--- Text excerpt ---
Quality-of-care decisions are being made by a lot of people who have nothing to do with what is happening here. People who are disconnected from directly impacted people: patients, nurses, some guards who are pitching in and helping, prisoners who are doing the same. They are making decisions about what to do based upon costs. These decisions include leaving us without basic sanitation and hygiene supplies.

Prison officials’ initial response centered on bleach and disinfectant, but within a week of the outbreak they were severely scaled back and watered down. It’s an impossible situation. Disinfecting supplies are now dispensed at the leisure of guards who first use what is available for the areas they occupy for themselves. If any is left over, they spray down toilets and mirrors. It is a scary situation in here, all around.

I’ve ceased sending clothing to central laundry and wash everything by hand, including bedding. Also, I no longer eat food prepared by the prison. I only eat what I can afford to purchase from the prison commissary.

While there is no magic recipe for eliminating COVID-19, and each level of government must make its own good-faith decisions, human rights considerations should invert these cost-saving measures – the measures that deny prisoners adequate sanitation supplies and medical care. Making decisions based on human rights would mean acting on the belief that quality of care depends on the involvement of those who have the most on the line, not on what is going to save a buck. Trying to save a buck is failing Joe and dozens of other incarcerated people. Moreover, the current situation is making it ever more clear that prisons and jails themselves are not in the interest of public health, and that prison abolition should be in our sights.
---
# [Tasks for this exercise]
1. Rewrite the passage on COVID-19 in prison from "Prison officials’ initial" up to and including "the prison commissary.", changing "commissary" to "canteen".
2. List the directly impacted people named in the passage on COVID-19 in prison.
3. Continue the passage on COVID-19 in prison after its final sentence.
The entries have nothing to do with the passage on COVID-19 in prison.
--- Provided records ---
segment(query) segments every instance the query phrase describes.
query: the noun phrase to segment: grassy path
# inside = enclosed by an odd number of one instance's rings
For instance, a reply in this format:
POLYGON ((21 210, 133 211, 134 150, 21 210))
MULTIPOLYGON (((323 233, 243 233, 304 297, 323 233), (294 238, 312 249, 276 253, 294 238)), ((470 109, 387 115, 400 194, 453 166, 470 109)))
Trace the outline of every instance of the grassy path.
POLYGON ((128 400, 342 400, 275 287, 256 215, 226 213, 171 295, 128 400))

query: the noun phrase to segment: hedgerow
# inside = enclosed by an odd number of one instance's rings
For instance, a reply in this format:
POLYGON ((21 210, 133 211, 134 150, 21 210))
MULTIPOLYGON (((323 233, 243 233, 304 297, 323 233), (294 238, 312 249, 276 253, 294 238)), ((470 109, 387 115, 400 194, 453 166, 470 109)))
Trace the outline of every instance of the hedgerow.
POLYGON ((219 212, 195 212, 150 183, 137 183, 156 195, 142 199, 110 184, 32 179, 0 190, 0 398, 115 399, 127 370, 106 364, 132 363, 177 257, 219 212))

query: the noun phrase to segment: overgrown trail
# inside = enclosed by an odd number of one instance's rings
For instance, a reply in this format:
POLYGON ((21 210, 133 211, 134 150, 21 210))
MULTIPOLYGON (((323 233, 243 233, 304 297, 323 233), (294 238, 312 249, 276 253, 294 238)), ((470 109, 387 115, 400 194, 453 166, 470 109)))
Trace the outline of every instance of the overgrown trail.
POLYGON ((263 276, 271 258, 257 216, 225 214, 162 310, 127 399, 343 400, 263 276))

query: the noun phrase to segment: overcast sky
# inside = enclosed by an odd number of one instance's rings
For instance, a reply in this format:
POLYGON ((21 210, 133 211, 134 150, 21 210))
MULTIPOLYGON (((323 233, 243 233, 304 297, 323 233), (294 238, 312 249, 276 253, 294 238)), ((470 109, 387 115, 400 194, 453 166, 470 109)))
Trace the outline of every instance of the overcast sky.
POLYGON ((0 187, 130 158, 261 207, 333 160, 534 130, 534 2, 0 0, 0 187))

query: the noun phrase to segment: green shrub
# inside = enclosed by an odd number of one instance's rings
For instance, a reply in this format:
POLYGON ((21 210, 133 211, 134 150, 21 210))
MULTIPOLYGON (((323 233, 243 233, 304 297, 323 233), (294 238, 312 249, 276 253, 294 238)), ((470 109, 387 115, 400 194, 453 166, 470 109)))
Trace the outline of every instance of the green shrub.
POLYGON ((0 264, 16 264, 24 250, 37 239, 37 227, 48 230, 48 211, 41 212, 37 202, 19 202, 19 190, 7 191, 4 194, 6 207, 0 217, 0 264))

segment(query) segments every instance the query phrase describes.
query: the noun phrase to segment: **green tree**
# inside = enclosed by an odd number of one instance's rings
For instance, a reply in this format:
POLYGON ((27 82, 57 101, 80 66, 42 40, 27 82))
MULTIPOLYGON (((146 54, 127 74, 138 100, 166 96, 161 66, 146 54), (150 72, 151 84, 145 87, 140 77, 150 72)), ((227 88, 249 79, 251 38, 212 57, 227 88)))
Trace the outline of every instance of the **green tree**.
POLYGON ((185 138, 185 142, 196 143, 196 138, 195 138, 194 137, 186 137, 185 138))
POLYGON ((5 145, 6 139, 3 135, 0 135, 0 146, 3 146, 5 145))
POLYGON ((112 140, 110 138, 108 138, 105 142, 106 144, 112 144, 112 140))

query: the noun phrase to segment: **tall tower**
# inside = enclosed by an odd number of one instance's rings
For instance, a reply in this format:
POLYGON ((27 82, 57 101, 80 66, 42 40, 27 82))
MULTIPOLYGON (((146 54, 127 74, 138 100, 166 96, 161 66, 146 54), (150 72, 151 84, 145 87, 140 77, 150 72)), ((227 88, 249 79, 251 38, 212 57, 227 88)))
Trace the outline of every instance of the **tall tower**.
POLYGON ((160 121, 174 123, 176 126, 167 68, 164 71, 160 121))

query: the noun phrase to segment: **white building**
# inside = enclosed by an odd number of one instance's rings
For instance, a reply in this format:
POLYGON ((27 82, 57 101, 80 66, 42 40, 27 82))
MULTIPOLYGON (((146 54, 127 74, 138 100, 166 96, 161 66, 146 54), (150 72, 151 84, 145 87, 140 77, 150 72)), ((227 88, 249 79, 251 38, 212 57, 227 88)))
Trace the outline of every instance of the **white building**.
---
# [Answers]
1.
Prison officials’ initial response centered on bleach and disinfectant, but within a week of the outbreak they were severely scaled back and watered down. It’s an impossible situation. Disinfecting supplies are now dispensed at the leisure of guards who first use what is available for the areas they occupy for themselves. If any is left over, they spray down toilets and mirrors. It is a scary situation in here, all around.

I’ve ceased sending clothing to central laundry and wash everything by hand, including bedding. Also, I no longer eat food prepared by the prison. I only eat what I can afford to purchase from the prison canteen.

2. patients, nurses, some guards who are pitching in and helping, prisoners who are doing the same

3.
We can no longer pretend we do not know what to do. Throughout the country, formally and informally, people are tackling the unprecedented challenge of COVID-19 in ways that reflect core values honoring family, community and mutual destiny. In prison, higher-up authorities are attempting to tackle it in a way that keeps the status quo. If there was ever a time to release large numbers of people from prisons and jails (as grassroots efforts inside and outside of prisons are currently demanding), this is it. And it is a time to listen to incarcerated people who are saying what we need.

Incarcerated people here at the Macomb Correctional Facility are rooting for the rest of the country and people around the world to pull through this crisis. We need support from outside these walls to pull through ourselves.

There is no single answer, nor a perfect one, but when we admit to the failure of cost-based determinations as to who does and does not receive care, or the quality thereof, we become responsible for trying something different. Health care, not to be confused with health insurance — in here or out there — is, in fact, a social good. It should not come with a price tag for patients, and its quality should not be based on a desire to cut costs.

The solution to the COVID-19 crisis, here inside, is not hope, as that is all incarcerated people at Macomb Correctional Facility are currently working with. We are trying to gain control and establish a sense of agency relative to a life-or-death virus. We are beginning to assemble a coherent narrative regarding what is taking place behind bars, so we can share it with the world. We are developing a stronger sense of responsibility and empathy for everyone within these walls. We want to help plant the seeds of recovery. But we need your support from outside to help us do that, in advocating for the release of as many people as possible, and for better health care for those who remain inside.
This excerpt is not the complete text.